__Problem requirements__
Convert the stretch from the start of the entries below through the line containing "[[387, 283, 491, 306]]" into a Markdown table with the columns No. and Text, numbering each line and omitting blank lines.

......

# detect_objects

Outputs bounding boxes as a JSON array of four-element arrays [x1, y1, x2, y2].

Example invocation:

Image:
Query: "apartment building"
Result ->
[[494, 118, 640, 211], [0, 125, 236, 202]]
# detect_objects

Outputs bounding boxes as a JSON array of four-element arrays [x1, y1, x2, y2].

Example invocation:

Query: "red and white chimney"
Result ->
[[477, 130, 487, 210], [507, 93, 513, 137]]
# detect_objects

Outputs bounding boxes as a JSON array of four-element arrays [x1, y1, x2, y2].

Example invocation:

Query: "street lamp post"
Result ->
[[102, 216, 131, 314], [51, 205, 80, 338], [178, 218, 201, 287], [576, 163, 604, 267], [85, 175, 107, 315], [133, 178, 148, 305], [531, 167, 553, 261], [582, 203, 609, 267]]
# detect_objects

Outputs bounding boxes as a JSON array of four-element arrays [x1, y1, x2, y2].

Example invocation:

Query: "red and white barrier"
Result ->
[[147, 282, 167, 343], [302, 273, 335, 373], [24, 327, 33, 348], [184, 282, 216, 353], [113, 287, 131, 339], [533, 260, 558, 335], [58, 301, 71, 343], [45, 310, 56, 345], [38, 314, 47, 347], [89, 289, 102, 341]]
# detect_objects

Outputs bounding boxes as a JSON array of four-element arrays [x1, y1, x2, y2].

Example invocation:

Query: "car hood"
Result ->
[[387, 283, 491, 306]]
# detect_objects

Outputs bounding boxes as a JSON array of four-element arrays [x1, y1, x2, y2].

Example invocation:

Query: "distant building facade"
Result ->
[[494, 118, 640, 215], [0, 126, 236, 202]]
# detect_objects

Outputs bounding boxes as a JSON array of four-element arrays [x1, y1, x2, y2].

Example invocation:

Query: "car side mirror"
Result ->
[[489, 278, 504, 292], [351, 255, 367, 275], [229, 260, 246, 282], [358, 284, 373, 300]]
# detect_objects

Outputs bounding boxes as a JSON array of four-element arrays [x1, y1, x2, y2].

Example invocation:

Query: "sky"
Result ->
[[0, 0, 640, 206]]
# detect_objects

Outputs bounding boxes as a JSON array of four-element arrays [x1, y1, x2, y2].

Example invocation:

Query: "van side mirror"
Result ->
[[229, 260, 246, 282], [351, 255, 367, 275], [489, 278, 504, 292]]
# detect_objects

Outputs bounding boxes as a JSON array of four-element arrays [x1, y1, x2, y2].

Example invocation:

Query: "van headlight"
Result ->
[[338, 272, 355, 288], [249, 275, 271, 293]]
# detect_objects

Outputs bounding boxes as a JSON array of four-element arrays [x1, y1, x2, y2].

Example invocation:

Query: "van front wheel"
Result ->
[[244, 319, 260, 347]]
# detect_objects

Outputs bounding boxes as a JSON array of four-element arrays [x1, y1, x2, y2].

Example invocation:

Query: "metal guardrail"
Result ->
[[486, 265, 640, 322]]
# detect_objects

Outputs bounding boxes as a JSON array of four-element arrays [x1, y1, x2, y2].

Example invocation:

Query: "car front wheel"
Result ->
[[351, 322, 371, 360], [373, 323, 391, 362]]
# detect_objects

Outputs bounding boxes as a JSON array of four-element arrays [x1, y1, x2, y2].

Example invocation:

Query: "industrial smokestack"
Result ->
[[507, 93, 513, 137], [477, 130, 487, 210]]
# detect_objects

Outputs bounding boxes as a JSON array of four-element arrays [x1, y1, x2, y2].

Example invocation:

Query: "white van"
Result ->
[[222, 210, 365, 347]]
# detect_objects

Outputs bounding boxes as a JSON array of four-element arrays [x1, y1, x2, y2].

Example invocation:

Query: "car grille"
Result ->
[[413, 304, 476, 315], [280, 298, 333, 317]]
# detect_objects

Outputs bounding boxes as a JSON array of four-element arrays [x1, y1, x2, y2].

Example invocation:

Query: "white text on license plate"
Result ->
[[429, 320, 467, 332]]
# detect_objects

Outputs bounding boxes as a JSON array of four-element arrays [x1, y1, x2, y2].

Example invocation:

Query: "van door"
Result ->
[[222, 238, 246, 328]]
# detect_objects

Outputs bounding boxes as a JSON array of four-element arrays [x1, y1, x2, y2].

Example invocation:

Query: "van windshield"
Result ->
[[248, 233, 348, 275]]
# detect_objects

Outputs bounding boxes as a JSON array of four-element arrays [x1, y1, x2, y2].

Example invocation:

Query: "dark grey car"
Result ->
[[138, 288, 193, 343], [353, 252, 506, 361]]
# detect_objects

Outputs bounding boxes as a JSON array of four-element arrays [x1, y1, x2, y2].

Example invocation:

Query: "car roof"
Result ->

......

__Written solution__
| No. | Text |
|---|---|
| 1 | # detect_objects |
| 2 | Outputs bounding boxes as a JSON array of four-element arrays [x1, y1, x2, y2]. |
| 3 | Example invocation: |
| 4 | Image: |
| 5 | Query: "apartment building" |
| 6 | Result -> |
| 7 | [[494, 118, 640, 211], [0, 125, 236, 202]] |
| 8 | # detect_objects |
| 9 | Outputs bounding boxes as a JSON array of four-element arrays [x1, y1, x2, y2]. |
| 10 | Example invocation: |
| 11 | Query: "red and white chimney" |
| 12 | Result -> |
| 13 | [[477, 130, 487, 210], [507, 93, 513, 137]] |
| 14 | # detect_objects |
| 15 | Outputs bounding boxes as a JSON array of four-element arrays [x1, y1, x2, y2]. |
| 16 | Example invocation: |
| 17 | Query: "street lamp post" |
| 18 | Result -> |
| 19 | [[102, 216, 131, 314], [51, 205, 80, 338], [178, 218, 201, 287], [576, 163, 604, 267], [85, 175, 107, 315], [133, 178, 148, 305], [531, 167, 553, 261], [582, 203, 609, 267]] |
| 20 | # detect_objects |
| 21 | Outputs bounding boxes as a JSON array of four-element arrays [x1, y1, x2, y2]. |
| 22 | Example invocation: |
| 23 | Query: "red and white barrier" |
| 24 | Result -> |
| 25 | [[147, 282, 167, 343], [302, 273, 335, 373], [24, 327, 33, 348], [184, 282, 216, 353], [113, 287, 131, 339], [533, 260, 558, 335], [58, 301, 71, 343], [45, 310, 56, 345], [38, 314, 47, 347], [89, 289, 102, 341]] |
| 26 | # detect_objects |
| 27 | Outputs bounding boxes as a JSON array of four-element arrays [x1, y1, x2, y2]. |
| 28 | Example invocation: |
| 29 | Query: "car hood" |
| 30 | Result -> |
| 31 | [[387, 283, 491, 306]] |